Pick out each line in the records below that contains the word "geometric", and copy every such line in full.

[Stored items]

[Start]

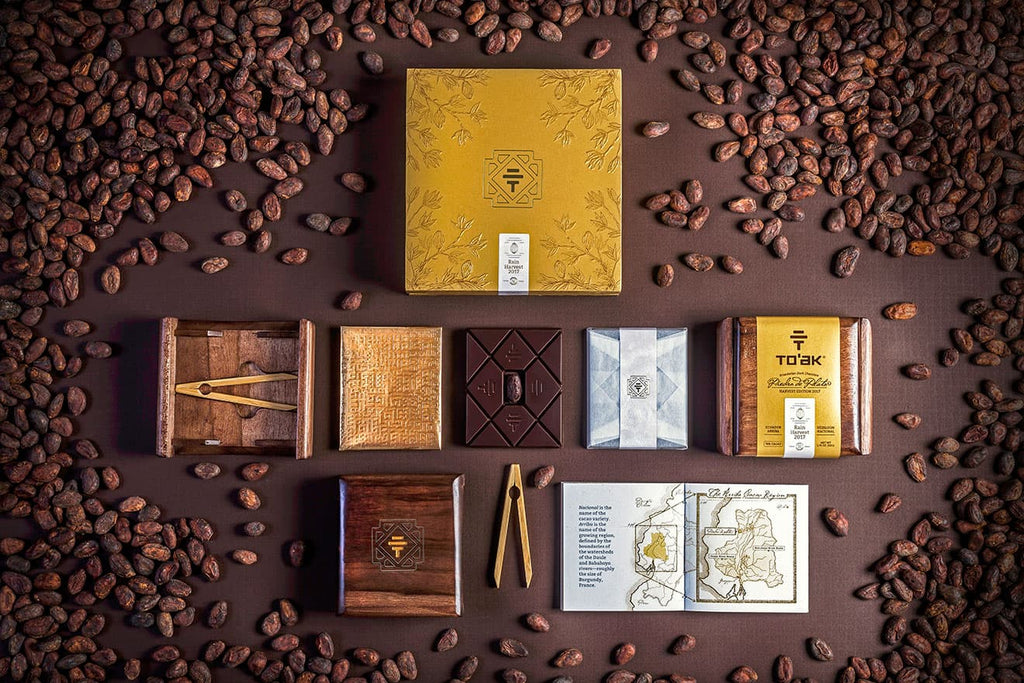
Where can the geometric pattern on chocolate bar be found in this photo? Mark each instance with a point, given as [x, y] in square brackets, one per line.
[396, 545]
[493, 419]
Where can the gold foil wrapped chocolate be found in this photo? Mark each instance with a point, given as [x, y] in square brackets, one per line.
[390, 388]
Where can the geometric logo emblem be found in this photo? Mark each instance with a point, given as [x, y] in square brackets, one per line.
[638, 386]
[512, 178]
[396, 545]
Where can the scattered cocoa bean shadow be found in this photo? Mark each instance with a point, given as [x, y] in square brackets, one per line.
[380, 156]
[704, 386]
[136, 383]
[316, 583]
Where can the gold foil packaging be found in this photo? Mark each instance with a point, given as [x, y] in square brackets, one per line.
[795, 387]
[513, 181]
[390, 388]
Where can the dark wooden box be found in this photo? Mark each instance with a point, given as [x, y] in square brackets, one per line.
[199, 350]
[399, 550]
[737, 410]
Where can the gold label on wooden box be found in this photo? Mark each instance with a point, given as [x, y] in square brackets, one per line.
[397, 545]
[513, 181]
[799, 398]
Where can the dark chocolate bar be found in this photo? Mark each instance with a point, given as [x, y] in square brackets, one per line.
[514, 388]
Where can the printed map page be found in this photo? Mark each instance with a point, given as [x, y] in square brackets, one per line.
[747, 548]
[623, 547]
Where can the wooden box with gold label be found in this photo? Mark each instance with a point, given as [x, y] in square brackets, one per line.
[399, 552]
[795, 387]
[236, 388]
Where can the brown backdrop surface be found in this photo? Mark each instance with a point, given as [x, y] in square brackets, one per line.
[300, 498]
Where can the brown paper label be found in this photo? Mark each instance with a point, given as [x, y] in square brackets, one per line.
[799, 379]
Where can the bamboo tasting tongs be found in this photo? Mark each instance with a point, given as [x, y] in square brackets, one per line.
[205, 389]
[513, 489]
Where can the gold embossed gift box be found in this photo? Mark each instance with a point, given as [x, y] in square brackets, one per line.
[390, 388]
[513, 181]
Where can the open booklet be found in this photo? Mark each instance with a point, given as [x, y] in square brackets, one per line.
[684, 547]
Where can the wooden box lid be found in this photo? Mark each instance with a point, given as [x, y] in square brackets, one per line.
[737, 389]
[195, 351]
[399, 552]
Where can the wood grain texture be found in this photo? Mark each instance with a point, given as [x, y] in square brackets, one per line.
[188, 353]
[737, 407]
[369, 586]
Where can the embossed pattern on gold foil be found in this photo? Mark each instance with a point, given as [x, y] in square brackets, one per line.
[390, 388]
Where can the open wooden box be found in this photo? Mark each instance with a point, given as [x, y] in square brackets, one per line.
[198, 351]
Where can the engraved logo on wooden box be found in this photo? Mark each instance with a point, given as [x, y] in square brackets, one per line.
[396, 545]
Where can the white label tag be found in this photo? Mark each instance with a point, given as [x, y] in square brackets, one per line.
[637, 388]
[799, 428]
[513, 263]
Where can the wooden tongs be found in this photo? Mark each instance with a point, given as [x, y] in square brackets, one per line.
[513, 489]
[205, 389]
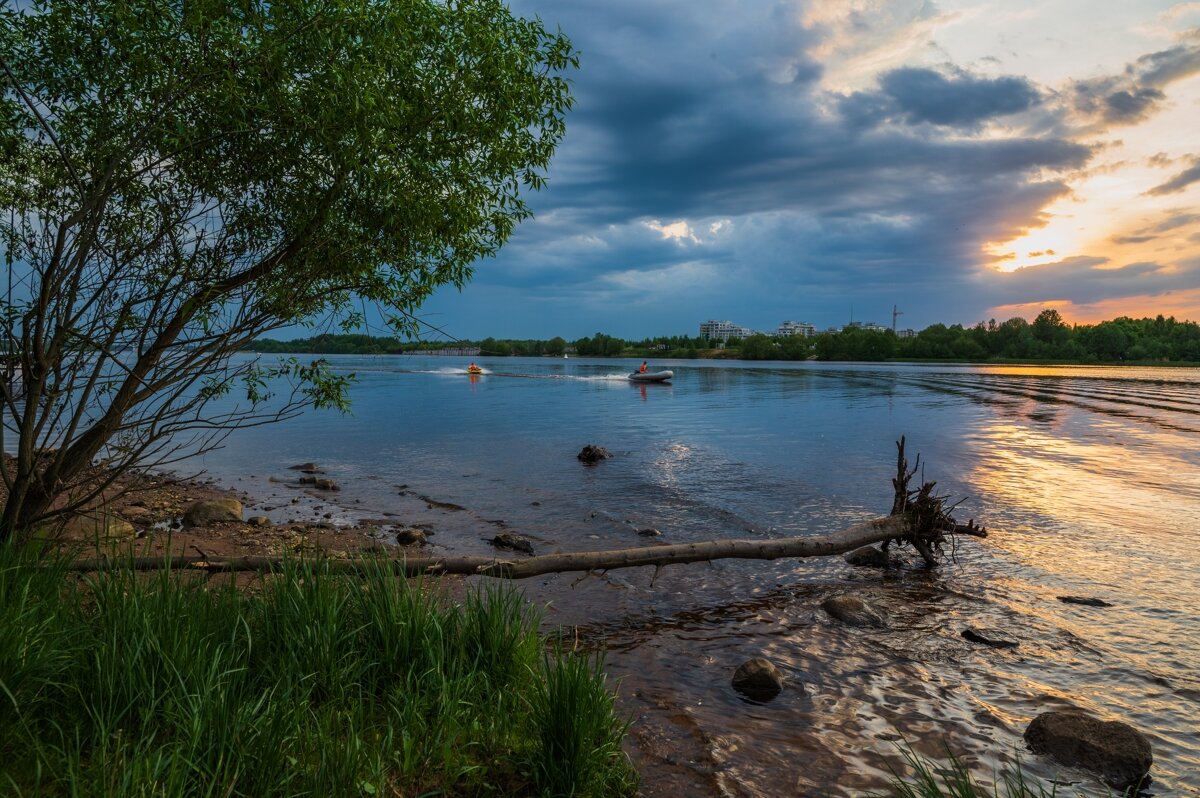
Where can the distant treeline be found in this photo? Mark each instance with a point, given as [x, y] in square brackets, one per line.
[1048, 337]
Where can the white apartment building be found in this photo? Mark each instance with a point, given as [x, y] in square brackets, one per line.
[796, 328]
[724, 331]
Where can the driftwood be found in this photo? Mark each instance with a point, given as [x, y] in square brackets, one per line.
[918, 517]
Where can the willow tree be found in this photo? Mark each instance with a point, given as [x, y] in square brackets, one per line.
[181, 178]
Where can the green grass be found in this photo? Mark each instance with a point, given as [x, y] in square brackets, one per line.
[317, 684]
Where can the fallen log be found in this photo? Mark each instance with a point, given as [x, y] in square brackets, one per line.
[863, 534]
[918, 519]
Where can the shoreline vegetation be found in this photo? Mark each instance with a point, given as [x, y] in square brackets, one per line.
[1047, 340]
[307, 681]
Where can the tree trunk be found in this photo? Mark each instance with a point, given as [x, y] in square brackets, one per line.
[863, 534]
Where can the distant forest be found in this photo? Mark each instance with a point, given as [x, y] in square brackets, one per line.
[1047, 339]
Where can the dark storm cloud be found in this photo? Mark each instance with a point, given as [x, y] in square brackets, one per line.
[1180, 181]
[958, 100]
[706, 174]
[1137, 93]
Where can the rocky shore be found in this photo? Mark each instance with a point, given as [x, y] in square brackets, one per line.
[149, 514]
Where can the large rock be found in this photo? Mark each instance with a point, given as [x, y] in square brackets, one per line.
[513, 541]
[988, 637]
[90, 527]
[591, 455]
[1116, 753]
[759, 679]
[207, 511]
[411, 537]
[1086, 600]
[853, 611]
[869, 556]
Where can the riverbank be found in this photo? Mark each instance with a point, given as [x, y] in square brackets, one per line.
[312, 684]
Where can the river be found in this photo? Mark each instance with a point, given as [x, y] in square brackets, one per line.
[1087, 479]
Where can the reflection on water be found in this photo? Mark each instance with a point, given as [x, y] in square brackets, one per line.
[1089, 478]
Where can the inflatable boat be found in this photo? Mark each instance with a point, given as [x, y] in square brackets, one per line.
[651, 376]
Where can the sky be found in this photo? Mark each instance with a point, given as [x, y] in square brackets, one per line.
[765, 161]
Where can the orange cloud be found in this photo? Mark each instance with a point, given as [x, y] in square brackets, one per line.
[1180, 304]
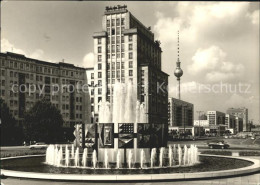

[End]

■ Solution below ■
Where can the geometric pattern on chocolate bar be found in this photo? Mark each instance with a point, given as [x, y] in square brackets, one per line.
Where can the geometric logo emblem be found in this photo? Mark each instance with a point, given as [x, y] in square brackets, one per line.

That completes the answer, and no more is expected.